● **Task requirements**:
Can you write out every entry below again, requests included, with each point coordinate in the answers shifted up by 84? Leave the pictures out.

● **Recorded data**:
-----

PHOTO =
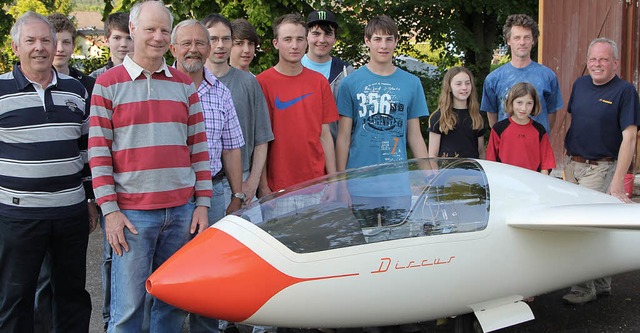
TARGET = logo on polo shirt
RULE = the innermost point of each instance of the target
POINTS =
(72, 105)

-----

● **Answer for the task**:
PHOTO =
TARGET = logo on polo shirt
RULE = the innermost point of each instance of the target
POINTS =
(156, 189)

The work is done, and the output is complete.